Render the data below as a JSON list of strings with one string per line, leaving out blank lines. Include only the lines from the one containing "Could you please locate the bathtub interior" down to the one containing "<point>465,154</point>", with both of those lines included.

-- Supplied records start --

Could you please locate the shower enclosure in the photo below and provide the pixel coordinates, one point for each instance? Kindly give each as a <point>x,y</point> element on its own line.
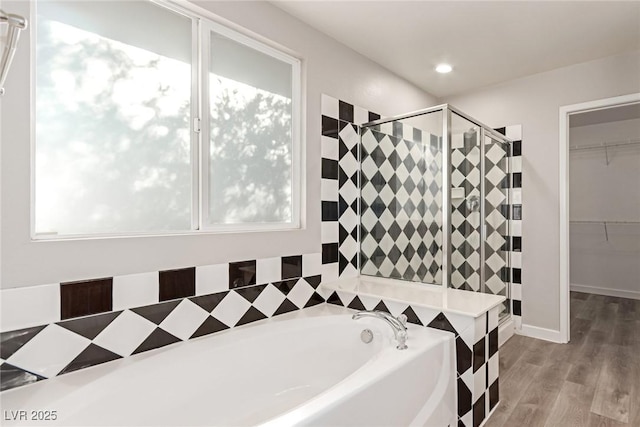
<point>434,201</point>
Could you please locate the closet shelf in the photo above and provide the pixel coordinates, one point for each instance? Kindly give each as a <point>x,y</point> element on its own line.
<point>604,223</point>
<point>606,146</point>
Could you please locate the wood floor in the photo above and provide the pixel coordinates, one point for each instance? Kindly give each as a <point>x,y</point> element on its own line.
<point>592,381</point>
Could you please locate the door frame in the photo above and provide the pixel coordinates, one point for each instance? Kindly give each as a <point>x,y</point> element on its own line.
<point>563,146</point>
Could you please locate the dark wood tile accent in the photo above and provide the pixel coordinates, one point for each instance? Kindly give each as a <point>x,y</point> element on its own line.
<point>176,284</point>
<point>86,298</point>
<point>291,267</point>
<point>242,274</point>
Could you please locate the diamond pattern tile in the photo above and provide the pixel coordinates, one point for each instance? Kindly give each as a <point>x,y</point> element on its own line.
<point>49,351</point>
<point>231,309</point>
<point>395,220</point>
<point>183,321</point>
<point>125,333</point>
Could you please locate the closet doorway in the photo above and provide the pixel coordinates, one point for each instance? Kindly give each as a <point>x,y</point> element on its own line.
<point>600,201</point>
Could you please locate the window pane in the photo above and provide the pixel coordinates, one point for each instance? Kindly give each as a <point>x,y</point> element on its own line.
<point>250,174</point>
<point>113,150</point>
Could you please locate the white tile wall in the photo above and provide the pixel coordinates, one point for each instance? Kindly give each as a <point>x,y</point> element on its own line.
<point>211,279</point>
<point>32,306</point>
<point>135,290</point>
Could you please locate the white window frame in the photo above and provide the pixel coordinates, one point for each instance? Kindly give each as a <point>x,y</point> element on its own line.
<point>206,27</point>
<point>203,22</point>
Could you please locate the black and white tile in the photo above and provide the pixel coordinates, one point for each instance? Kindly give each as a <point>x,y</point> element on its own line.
<point>145,311</point>
<point>477,367</point>
<point>340,186</point>
<point>401,224</point>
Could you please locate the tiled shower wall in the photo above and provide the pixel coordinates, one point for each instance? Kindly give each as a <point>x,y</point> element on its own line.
<point>53,329</point>
<point>401,203</point>
<point>339,232</point>
<point>514,272</point>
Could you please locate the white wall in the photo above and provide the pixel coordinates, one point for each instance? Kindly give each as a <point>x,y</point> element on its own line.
<point>534,102</point>
<point>605,192</point>
<point>329,68</point>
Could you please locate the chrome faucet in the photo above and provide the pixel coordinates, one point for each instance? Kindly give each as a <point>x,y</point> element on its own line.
<point>398,324</point>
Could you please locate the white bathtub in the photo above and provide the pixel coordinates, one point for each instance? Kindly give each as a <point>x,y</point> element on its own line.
<point>304,368</point>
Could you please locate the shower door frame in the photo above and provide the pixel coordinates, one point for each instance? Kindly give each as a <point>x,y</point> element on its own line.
<point>447,111</point>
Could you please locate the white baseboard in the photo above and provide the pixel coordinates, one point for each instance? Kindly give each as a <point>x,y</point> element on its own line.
<point>505,331</point>
<point>541,333</point>
<point>621,293</point>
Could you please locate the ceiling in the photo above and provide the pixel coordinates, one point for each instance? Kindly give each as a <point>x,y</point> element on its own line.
<point>486,42</point>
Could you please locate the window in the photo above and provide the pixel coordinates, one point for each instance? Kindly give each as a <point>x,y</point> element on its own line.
<point>131,136</point>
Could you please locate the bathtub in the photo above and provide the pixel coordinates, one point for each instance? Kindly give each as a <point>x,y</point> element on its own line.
<point>305,368</point>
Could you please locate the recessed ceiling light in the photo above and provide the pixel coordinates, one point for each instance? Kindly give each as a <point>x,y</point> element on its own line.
<point>444,68</point>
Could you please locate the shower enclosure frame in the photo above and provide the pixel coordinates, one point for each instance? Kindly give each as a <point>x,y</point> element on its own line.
<point>484,130</point>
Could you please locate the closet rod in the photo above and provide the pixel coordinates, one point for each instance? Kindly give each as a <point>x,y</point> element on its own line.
<point>608,222</point>
<point>604,223</point>
<point>605,145</point>
<point>16,24</point>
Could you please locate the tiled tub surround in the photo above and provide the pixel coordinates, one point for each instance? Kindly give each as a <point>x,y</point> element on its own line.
<point>471,316</point>
<point>347,375</point>
<point>55,329</point>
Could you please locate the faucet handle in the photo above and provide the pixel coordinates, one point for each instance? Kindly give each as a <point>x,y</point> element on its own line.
<point>402,319</point>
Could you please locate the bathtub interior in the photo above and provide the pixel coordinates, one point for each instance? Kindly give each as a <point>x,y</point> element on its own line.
<point>240,377</point>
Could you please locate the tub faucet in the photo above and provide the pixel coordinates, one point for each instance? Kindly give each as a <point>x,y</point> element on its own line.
<point>397,324</point>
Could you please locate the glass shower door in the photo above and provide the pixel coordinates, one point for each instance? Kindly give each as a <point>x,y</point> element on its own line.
<point>496,222</point>
<point>465,154</point>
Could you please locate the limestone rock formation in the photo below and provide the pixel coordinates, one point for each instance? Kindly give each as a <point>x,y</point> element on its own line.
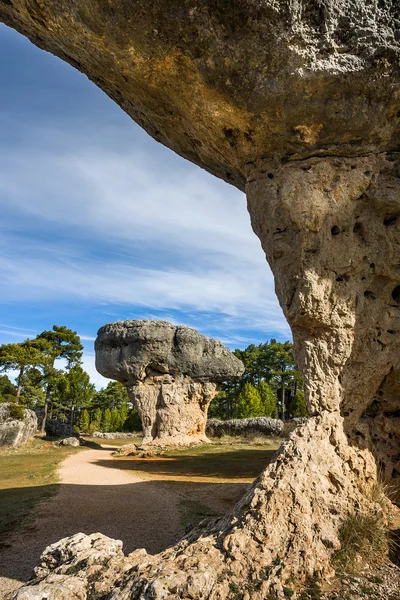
<point>171,373</point>
<point>298,103</point>
<point>17,424</point>
<point>261,425</point>
<point>59,429</point>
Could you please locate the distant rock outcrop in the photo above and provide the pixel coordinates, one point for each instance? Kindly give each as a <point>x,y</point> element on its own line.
<point>171,373</point>
<point>17,424</point>
<point>261,425</point>
<point>297,102</point>
<point>59,429</point>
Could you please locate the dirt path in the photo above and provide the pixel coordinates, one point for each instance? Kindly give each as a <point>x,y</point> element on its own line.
<point>94,497</point>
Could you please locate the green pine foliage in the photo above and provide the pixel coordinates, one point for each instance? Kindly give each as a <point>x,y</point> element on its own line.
<point>249,403</point>
<point>270,368</point>
<point>268,400</point>
<point>298,406</point>
<point>84,421</point>
<point>106,420</point>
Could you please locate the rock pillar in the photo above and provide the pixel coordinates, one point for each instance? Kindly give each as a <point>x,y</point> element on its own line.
<point>330,228</point>
<point>171,373</point>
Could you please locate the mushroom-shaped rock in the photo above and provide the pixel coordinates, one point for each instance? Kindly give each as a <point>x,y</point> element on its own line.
<point>17,424</point>
<point>298,103</point>
<point>171,373</point>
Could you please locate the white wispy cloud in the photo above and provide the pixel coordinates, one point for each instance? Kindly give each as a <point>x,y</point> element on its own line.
<point>173,238</point>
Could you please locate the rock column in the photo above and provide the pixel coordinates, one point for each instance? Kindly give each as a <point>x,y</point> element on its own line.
<point>330,228</point>
<point>171,374</point>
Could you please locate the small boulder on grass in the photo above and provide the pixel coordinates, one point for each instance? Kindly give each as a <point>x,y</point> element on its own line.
<point>71,441</point>
<point>17,424</point>
<point>126,450</point>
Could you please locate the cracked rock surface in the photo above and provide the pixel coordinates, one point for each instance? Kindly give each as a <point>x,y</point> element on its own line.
<point>297,102</point>
<point>171,373</point>
<point>14,430</point>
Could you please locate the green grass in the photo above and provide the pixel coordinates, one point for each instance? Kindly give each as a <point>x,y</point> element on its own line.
<point>225,462</point>
<point>117,442</point>
<point>365,536</point>
<point>27,476</point>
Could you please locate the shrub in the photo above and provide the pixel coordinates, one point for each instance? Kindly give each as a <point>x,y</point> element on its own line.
<point>365,536</point>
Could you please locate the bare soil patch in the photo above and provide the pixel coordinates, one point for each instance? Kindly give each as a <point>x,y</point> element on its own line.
<point>147,503</point>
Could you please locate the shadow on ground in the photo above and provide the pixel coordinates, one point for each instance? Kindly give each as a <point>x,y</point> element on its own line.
<point>236,464</point>
<point>151,515</point>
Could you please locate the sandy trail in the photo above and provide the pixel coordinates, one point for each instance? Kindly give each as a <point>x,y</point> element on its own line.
<point>94,497</point>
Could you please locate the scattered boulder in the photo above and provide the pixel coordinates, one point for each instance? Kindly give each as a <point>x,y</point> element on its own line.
<point>261,425</point>
<point>59,429</point>
<point>140,451</point>
<point>71,441</point>
<point>126,450</point>
<point>171,373</point>
<point>298,103</point>
<point>115,435</point>
<point>17,424</point>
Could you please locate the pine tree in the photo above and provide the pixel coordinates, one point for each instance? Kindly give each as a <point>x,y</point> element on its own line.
<point>133,422</point>
<point>115,419</point>
<point>123,415</point>
<point>84,421</point>
<point>268,399</point>
<point>249,403</point>
<point>298,406</point>
<point>106,421</point>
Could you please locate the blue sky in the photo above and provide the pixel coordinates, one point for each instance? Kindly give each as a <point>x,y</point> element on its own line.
<point>101,223</point>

-- Supplied records end --

▶ _Exercise answer_
[
  "Could you please locate the bathtub interior in the photo above and provide the pixel coordinates, one point for each instance? Kindly give each as a <point>x,y</point> element on its own line.",
  "<point>240,377</point>",
  "Could you please locate the tub faucet in the photo above and provide the pixel coordinates, one point for each instance? Kindly give each as a <point>x,y</point> element on its own line.",
  "<point>397,324</point>",
  "Could you please locate the glass shower door in the photo above and provide the pixel coordinates, one point for each instance? Kindly give each as a <point>x,y</point> element on its own line.",
  "<point>496,222</point>",
  "<point>465,154</point>"
]